Respecting whether the proof was evident or presumption great that McCaleb committed the
alleged offenses, the court wrote that “witness and victim[s] T and L” all identified McCaleb as
the man who stabbed the victims with a switchblade knife. Regarding the real and present threat
McCaleb posed, the court wrote that he “used a knife and struck two people. No presented defense.
[McCaleb] is 6’ 1’’ 350 lbs, the victims are both female. Use of a weapon indicates a real and
present threat.” Regarding whether a condition or combination of conditions could mitigate the
threat McCaleb posed, the court wrote that he was on “supervised federal release for selling
firearms,” had two “prior gun cases,” and used a weapon in the present case. Additionally,
McCaleb knew “the victims and can locate them.”
¶6 On February 20, 2024, McCaleb filed a “Petition to Grant Pretrial Release Under New
Law.” The petition did not allege any facts specific to his case. During an appearance before the
circuit court that same day, 1 the court asked McCaleb, “My understanding is that you want to have
a detention hearing; is that correct?” McCaleb answered affirmatively, and the court then held a
1 Judge Rosado presided over the February 20, 2024, proceeding, while a different judge presided over the January 17, 2024 proceeding, and entered the initial pretrial detention order.

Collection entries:
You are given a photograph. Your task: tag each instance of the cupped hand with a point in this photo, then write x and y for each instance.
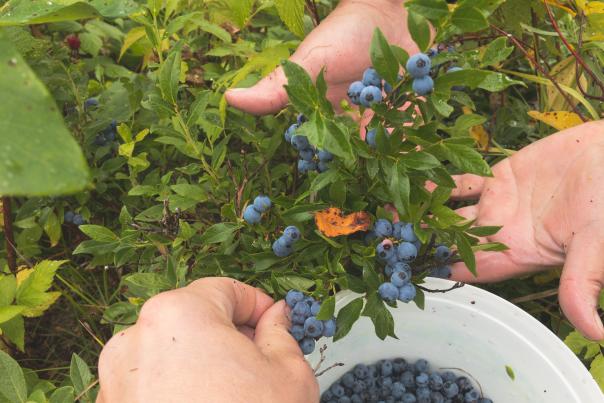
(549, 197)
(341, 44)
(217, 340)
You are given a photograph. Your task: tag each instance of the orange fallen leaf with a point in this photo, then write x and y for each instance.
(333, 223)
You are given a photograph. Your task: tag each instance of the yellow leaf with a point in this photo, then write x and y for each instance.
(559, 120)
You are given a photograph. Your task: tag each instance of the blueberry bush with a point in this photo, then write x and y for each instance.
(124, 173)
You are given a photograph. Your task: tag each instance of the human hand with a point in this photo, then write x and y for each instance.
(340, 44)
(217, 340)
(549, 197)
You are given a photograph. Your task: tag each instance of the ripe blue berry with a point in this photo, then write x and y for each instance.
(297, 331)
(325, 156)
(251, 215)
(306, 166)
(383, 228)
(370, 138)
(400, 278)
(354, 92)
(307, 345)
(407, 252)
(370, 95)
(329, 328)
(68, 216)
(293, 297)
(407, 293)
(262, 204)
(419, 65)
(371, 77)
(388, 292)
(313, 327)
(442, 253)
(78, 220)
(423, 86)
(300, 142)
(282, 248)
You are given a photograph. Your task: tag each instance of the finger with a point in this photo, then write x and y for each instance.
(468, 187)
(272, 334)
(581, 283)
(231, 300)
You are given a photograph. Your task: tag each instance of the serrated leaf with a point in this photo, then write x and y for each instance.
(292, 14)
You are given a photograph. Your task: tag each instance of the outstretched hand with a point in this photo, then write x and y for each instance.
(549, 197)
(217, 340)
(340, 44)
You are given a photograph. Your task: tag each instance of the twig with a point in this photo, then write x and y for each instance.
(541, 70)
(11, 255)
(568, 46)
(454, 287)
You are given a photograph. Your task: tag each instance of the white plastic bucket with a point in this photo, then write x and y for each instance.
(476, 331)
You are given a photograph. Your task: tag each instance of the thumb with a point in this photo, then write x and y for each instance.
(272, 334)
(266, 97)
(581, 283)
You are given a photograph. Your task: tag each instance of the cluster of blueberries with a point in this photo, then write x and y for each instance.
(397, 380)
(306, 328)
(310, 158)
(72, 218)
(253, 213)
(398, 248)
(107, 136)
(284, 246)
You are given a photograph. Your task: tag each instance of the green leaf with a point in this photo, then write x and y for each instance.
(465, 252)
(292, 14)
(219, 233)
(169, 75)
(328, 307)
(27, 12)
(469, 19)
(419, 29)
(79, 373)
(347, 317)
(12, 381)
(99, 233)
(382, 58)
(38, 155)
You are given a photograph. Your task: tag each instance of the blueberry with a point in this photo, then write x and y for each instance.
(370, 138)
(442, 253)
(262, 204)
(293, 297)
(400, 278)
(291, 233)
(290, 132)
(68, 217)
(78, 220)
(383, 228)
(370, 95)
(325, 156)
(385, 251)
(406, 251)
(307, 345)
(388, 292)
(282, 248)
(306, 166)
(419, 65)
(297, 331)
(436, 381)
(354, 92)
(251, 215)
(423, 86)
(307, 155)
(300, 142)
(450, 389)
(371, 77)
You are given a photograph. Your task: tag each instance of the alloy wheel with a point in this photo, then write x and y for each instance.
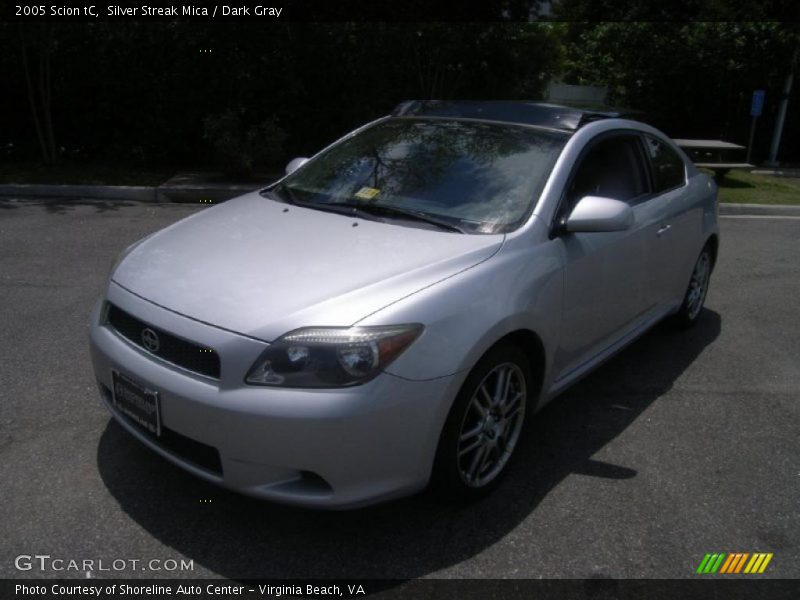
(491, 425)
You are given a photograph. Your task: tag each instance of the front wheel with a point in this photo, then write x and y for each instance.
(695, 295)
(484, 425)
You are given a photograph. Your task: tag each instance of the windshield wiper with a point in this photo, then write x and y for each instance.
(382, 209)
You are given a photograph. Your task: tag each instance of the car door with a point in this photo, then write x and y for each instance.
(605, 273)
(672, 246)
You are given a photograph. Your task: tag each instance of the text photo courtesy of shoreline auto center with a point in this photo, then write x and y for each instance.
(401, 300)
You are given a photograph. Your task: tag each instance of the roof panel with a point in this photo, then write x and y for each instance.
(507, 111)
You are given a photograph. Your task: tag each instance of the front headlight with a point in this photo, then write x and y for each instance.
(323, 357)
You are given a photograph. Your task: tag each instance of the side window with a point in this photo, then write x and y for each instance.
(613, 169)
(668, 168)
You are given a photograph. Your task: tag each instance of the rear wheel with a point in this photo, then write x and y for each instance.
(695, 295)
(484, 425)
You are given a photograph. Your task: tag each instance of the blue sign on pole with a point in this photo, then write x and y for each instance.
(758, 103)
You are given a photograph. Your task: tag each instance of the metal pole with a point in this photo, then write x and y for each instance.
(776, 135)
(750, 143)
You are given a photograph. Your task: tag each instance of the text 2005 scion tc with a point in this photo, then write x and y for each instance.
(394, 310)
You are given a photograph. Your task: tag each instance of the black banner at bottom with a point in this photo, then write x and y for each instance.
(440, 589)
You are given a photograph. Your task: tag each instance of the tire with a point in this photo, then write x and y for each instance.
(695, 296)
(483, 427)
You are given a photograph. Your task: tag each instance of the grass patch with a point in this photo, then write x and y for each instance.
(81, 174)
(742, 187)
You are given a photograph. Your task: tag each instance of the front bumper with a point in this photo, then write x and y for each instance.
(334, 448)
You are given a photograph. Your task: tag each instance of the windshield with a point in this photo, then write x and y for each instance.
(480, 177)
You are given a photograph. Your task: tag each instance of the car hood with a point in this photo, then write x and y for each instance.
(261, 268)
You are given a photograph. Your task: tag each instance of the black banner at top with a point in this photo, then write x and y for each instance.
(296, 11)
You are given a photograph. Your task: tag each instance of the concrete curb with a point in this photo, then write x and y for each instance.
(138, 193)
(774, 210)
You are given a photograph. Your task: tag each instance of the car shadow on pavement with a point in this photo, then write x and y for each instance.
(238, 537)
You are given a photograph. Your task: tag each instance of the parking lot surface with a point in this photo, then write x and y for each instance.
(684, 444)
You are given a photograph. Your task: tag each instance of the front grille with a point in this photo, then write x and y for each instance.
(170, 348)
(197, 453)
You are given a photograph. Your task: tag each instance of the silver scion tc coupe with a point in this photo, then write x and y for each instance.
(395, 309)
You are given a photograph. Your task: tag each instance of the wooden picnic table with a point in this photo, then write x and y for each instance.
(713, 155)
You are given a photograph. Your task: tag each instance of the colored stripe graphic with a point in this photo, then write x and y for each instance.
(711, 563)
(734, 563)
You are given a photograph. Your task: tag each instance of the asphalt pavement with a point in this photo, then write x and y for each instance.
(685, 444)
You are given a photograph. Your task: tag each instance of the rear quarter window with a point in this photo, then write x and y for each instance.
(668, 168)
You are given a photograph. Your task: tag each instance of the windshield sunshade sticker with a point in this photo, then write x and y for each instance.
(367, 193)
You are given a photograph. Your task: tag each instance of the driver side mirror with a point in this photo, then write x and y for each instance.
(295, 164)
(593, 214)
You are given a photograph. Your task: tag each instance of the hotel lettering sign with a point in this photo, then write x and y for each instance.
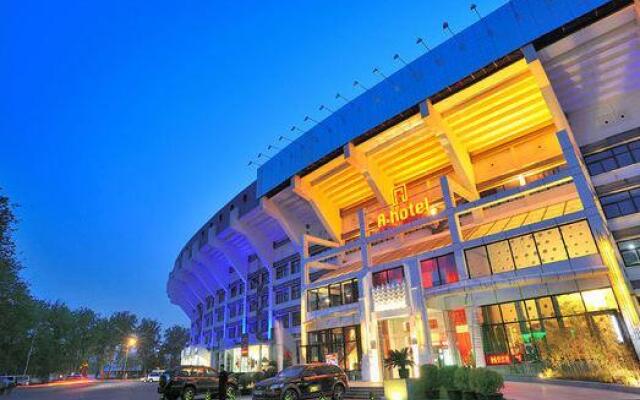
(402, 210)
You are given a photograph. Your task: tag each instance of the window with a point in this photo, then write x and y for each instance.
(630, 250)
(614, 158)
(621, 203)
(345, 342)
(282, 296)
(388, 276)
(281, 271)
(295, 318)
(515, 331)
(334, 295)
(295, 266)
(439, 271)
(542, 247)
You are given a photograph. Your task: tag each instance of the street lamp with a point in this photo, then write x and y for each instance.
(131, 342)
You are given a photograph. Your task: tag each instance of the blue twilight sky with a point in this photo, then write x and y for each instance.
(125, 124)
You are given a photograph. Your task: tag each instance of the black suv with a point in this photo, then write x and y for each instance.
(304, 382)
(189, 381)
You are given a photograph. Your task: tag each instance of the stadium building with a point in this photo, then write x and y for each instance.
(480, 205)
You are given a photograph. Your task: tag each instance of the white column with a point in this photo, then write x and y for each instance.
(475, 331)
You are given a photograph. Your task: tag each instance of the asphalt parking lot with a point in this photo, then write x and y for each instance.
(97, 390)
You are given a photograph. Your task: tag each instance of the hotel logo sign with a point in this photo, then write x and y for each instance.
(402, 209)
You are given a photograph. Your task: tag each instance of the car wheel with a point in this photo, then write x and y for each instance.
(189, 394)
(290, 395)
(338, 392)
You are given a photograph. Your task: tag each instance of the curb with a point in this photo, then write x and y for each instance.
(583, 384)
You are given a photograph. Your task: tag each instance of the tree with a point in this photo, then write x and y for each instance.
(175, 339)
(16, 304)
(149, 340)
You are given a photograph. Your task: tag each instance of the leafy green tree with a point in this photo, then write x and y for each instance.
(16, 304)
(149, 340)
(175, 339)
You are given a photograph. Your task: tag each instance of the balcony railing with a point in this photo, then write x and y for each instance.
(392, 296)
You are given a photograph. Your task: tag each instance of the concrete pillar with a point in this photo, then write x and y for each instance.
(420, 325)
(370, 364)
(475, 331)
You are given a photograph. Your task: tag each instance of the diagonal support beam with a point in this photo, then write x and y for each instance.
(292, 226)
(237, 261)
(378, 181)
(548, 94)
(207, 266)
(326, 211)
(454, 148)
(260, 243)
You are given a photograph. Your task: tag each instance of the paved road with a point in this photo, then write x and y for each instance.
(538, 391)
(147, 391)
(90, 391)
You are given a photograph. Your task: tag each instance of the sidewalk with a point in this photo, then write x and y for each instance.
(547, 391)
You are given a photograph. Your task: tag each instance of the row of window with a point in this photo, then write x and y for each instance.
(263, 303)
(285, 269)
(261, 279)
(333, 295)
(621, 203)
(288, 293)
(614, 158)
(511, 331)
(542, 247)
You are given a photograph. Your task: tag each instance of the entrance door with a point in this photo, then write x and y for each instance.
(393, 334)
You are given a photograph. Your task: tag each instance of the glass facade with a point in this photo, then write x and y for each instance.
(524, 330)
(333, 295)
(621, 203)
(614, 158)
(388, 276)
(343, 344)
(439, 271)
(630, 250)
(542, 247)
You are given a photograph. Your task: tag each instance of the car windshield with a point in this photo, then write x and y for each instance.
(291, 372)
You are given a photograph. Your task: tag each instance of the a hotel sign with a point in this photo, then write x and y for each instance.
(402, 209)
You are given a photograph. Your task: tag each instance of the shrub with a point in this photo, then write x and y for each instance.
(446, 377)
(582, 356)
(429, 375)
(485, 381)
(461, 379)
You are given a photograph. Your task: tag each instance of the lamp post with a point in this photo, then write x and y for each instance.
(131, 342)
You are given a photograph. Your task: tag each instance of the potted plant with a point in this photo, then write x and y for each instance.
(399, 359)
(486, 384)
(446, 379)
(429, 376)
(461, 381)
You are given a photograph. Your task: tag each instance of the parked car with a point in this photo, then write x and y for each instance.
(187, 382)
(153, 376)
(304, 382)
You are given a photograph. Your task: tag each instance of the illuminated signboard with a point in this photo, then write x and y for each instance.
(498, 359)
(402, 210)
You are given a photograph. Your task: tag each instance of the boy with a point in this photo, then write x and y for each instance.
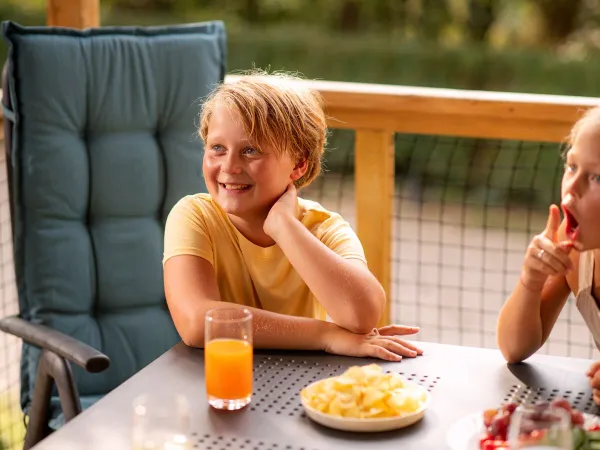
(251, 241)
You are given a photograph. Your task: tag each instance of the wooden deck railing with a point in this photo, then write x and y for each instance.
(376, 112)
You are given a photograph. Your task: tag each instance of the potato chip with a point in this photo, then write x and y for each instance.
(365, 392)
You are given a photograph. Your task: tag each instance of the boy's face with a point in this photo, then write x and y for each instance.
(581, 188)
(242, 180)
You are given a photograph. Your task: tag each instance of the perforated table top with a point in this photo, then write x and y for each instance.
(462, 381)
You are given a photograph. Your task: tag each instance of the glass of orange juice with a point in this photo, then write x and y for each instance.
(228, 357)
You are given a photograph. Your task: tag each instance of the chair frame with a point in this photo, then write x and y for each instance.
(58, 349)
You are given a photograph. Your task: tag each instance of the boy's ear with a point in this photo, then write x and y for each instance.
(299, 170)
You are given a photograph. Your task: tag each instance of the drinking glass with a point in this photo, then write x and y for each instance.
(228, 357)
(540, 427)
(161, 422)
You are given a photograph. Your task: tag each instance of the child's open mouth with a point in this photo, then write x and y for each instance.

Your task:
Update the passage on McCaleb's pretrial detention, everything from "Respecting whether the" down to "No presented defense.", so that "switchblade knife" becomes "folding knife". Rely on the text by itself for everything that follows.

Problem solution:
Respecting whether the proof was evident or presumption great that McCaleb committed the
alleged offenses, the court wrote that “witness and victim[s] T and L” all identified McCaleb as
the man who stabbed the victims with a folding knife. Regarding the real and present threat
McCaleb posed, the court wrote that he “used a knife and struck two people. No presented defense.